— What you need to do —
1) In the habeas remedy excerpt, what right is described as being at the core of Simmons' Fourteenth Amendment right to equal protection?
2) List every reporter citation in the habeas remedy excerpt that gives a volume, a reporter, and a page.
3) Please return the part of the habeas remedy excerpt starting with "attempting an alternate" and going on through "Id. (citations omitted).", word for word.

— Page excerpt —
Thus, we recognize that a "discharge is warranted where

attempting an alternate remedy would not vitiate the prejudice of

the fundamental unfairness or would itself violate a petitioner's

constitutional rights."    
Id. (citations omitted).
          "[H]abeas courts ordinarily have fashioned a remedy

designed to spur the state courts to fulfilling their

constitutional obligations to the defendant."    
Heiser, 15 F.3d at 306
(citations omitted).   Here, Simmons' right to a jury

selection process that is untainted by racial discrimination is

at the core of his Fourteenth Amendment right to equal

protection.    Batson, 476 U.S. at 
97-98, 106 S. Ct. at 1723
.

— Dataset content —
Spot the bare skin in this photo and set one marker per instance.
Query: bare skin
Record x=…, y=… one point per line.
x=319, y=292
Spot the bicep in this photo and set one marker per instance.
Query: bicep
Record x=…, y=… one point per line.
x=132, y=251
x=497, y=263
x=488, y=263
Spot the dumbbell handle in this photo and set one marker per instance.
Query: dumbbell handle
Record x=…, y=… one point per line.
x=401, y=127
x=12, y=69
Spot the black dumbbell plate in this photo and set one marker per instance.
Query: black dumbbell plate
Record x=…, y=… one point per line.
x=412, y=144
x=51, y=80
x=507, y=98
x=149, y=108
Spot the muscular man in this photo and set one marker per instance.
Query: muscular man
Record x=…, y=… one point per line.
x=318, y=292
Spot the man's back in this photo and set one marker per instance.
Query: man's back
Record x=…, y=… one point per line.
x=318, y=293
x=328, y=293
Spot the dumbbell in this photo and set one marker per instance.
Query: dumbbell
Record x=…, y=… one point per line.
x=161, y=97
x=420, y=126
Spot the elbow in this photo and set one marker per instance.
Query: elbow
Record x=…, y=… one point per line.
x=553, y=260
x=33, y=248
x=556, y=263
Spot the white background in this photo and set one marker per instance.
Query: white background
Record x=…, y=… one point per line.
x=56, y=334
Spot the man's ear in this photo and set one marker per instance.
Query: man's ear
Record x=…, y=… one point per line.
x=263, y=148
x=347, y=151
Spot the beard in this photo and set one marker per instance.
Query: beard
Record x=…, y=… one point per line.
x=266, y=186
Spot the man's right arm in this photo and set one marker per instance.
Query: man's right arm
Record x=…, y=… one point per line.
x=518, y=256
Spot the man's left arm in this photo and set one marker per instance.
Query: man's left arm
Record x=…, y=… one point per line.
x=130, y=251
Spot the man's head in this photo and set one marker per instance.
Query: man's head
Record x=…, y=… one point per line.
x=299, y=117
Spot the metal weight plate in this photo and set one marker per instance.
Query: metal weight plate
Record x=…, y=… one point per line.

— Results —
1) His right to a jury selection process that is untainted by racial discrimination.

2)
15 F.3d at 306
476 U.S. at 97-98
106 S. Ct. at 1723

3)
attempting an alternate remedy would not vitiate the prejudice of

the fundamental unfairness or would itself violate a petitioner's

constitutional rights."    
Id. (citations omitted).